What you have to do:
Copy the data. Keep every character as given.

Records supplied:
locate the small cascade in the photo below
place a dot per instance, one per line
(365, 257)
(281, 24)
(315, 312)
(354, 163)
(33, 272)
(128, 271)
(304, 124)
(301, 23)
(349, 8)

Answer for this exercise:
locate the small cascade in the photo below
place a dot per instance, one per line
(365, 257)
(281, 24)
(315, 312)
(354, 163)
(33, 272)
(128, 271)
(304, 124)
(301, 23)
(349, 8)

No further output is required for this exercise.